MATERIAL FOR THIS EXERCISE =>
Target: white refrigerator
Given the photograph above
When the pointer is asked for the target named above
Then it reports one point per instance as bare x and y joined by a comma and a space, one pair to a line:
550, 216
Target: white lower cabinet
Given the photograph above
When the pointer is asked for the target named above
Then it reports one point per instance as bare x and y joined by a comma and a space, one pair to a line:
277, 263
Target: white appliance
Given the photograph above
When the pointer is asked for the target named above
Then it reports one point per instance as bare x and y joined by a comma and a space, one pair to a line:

PROBLEM REQUIREMENTS => Swap "pointer" for "marker" in the part of the records that opens with the line containing "Target: white lower cabinet" and continues through the end of the records. Give back only that part, with everything else left as it stands.

SOLUTION =>
Target: white lower cabinet
Given the photograph above
When the marker is asked for the target named above
Then it reports one point per instance as bare x and y joined by a comma and a space, one pair to a line:
277, 263
Target: white appliance
Given the photograph above
When the marker is asked for the target named above
Then it reports one point per instance as bare x and y joined by a comma and a space, one pair to a line:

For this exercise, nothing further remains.